Decide whether each statement agrees with the chia cracker recipe below, answering yes or no and quoting the deciding words: (a) The Chia seeds soak for 10 minutes. (b) The sesame seeds go into the food processor with the other ingredients. (c) Once the outside of the crackers is dry, the dehydrator is lowered to 105 degrees.

[begin Supplied passage]

Minutes to Prepare: 15

Number of Servings: 100 crackers

Ingredients

5 Cups pure water – you will use this to soak the Chia seeds.
11/2 Cups Chia seeds
2 medium carrots -grated
2 medium celery stalks- chopped
2 medium tomatoes
½  medium white onion
3  medium cloves garlic
2 tbl spoons olive oil
2 tsp basil
2 tsp cumin

¼ cup of sesame seeds – sprinkle on the tops of the crackers as you put them in the dehydrator
1 tbl spoons Celtic sea salt – sprinkle on the top of the crackers as you put them in the dehydrator

Directions

  • Soak Chia seeds in 5 cups water for 10 minutes.
  • Pour off excess water and save seeds to stir into cracker batter.
  • Place all other (EXCEPT FOR CHIA SEEDS, SESAME SEEDS AND SALT) ingredients into your food processor.
  •  Process until you have a smooth paste.
  • Place the batter into a large bowl and stir in soaked Chia seeds.
  • Spread the batter on to dehydrator sheets, sprinkle on salt and sesame seeds.
  • Score batter into cracker squares with a pizza cutter, spatula or knife.
  • Turn you dehydrator up to the highest temp until the wetness is off the outside of the crackers. Then lower to 105 degrees leaving the cracker to dehydrate for 12 -15 hours turn them over and dehydrate until crispy.

[end Supplied passage]
[begin Data lines]

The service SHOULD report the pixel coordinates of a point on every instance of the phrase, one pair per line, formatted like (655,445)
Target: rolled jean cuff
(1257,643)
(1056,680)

[end Data lines]

• [Full response]:
(a) Yes: "Soak Chia seeds in 5 cups water for 10 minutes."
(b) No: "Place all other (EXCEPT FOR CHIA SEEDS, SESAME SEEDS AND SALT) ingredients into your food processor."
(c) Yes: "Turn you dehydrator up to the highest temp until the wetness is off the outside of the crackers. Then lower to 105 degrees"